# Sunday's Show and Tell ...1/9/22



## jd56 (Jan 9, 2022)

Hope all fared well this holiday season. It was also the season to pick the familie's attics, basements, sheds and pole barns.
Hope someone found the holy grail.

Let's see what classics you've found from the past week.
Whether it be bike related or not.
Please, include pictures as we do love pictures!


----------



## danfitz1 (Jan 9, 2022)

Coming to a swap meet near you....eventually. Mens is older amateur restoration. Girls is original paint.


----------



## DonChristie (Jan 9, 2022)

Scored a nice seat for my Elgin and finally took delivery of my pool pump floor door for my project out back! The pool pump is under the patio concrete that now can be poured.


----------



## HEMI426 (Jan 9, 2022)

This Iver sold for $300 at an auction yesterday, I didn't get it (kinda rough). I did buy this sterring wheel, tach and 4 wagon wheels,  I did a little research the sterring wheel is a 63-67 Vette, please correct me if I'm wrong.


----------



## coasterbrakejunkie1969 (Jan 9, 2022)

A couple late arriving Christmas presents this week.


----------



## iceman (Jan 9, 2022)

Here are a few I picked Up in Dec.  a Nishiki and an Apollo both are in nice original condition and will find new homes in the spring. And a Cannondale Lefty. I have not had one of these before, it rides really nice and after changing the tires it will become this years gravel bike.Happy New Year.


----------



## vincev (Jan 9, 2022)

I need to find a bike !!!!!!.....I am finding things like Homer Simpson watch for a dollar.At least he talks.........


----------



## Rust_Trader (Jan 9, 2022)




----------



## coasterbrakejunkie1969 (Jan 9, 2022)

Rust_Trader said:


> View attachment 1545186
> 
> View attachment 1545187



Killer bell!


----------



## Lonestar (Jan 9, 2022)

Gifts from my lovely wife this week...

PROVIDED DATA =>
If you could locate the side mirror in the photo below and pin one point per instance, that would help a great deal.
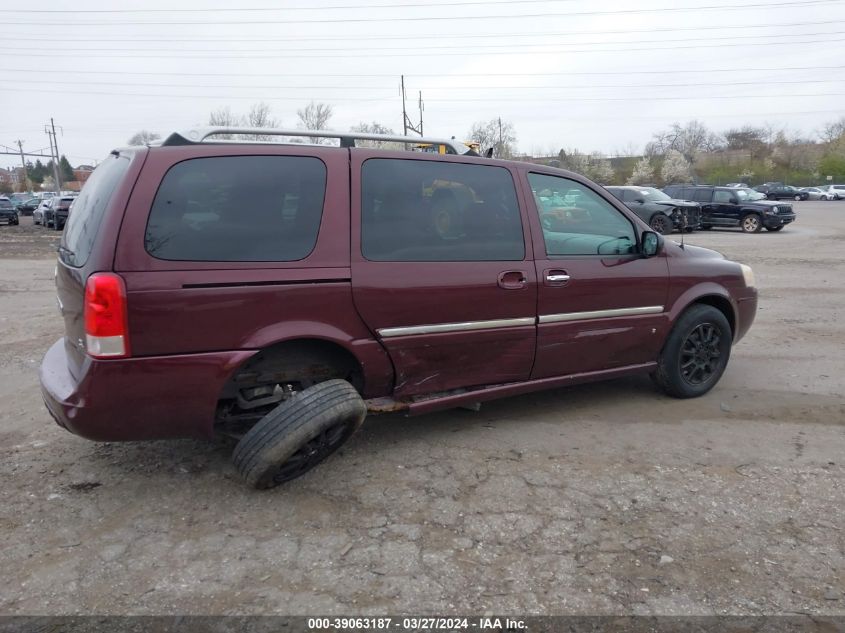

PROBLEMS =>
1. Rewrite as a bulleted list the paragraph in the show-and-tell thread that begins "Here are a few I picked Up in Dec.", keeping its main facts.
2. Write the next part of the show-and-tell thread, picking up right after its final sentence.

THE ANSWERS =>
1.
- Picked up in December: a Nishiki and an Apollo, both in nice original condition.
- The Nishiki and the Apollo will find new homes in the spring.
- Also picked up: a Cannondale Lefty, the first one the poster has owned.
- The Lefty rides really nicely and, after a tire change, will become this year's gravel bike.

2.
Really cool book on The Who





Some Big Honkin' bars for my Spitfire







This Frankie & Annette DVD set





& this came with my valve caps in my stocking...I thought it was cool!






Happy Sunday Yall!

😎


----------



## OZ1972 (Jan 9, 2022)

Found  a cool old Higgins , might be a good one for a TRM conversion


----------



## RPower (Jan 9, 2022)

My favorite room in the house and a couple noise makers from FleaBay...


----------



## TrustRust (Jan 9, 2022)

*This 1948 Schwinn Whizzer with H engine recently followed me home... 
I sold it about 20 years ago and now it's back lol 
Anyone have a belt cover for it with some patina ??*


----------



## New Mexico Brant (Jan 9, 2022)

Some nice scores on my road trip back from the Hershey house this week.  And a few things were waiting upon my return.


----------



## WillWork4Parts (Jan 9, 2022)

TrustRust said:


> *This 1948 Schwinn Whizzer with H engine recently followed me home...
> I sold it about 20 years ago and now it's back lol
> Anyone have a belt cover for it with some patina ??*
> 
> View attachment 1545360



Diggin the Mustache bars! That's what I put on the "wheezer" I built for dad.


----------



## Just Jeff (Jan 9, 2022)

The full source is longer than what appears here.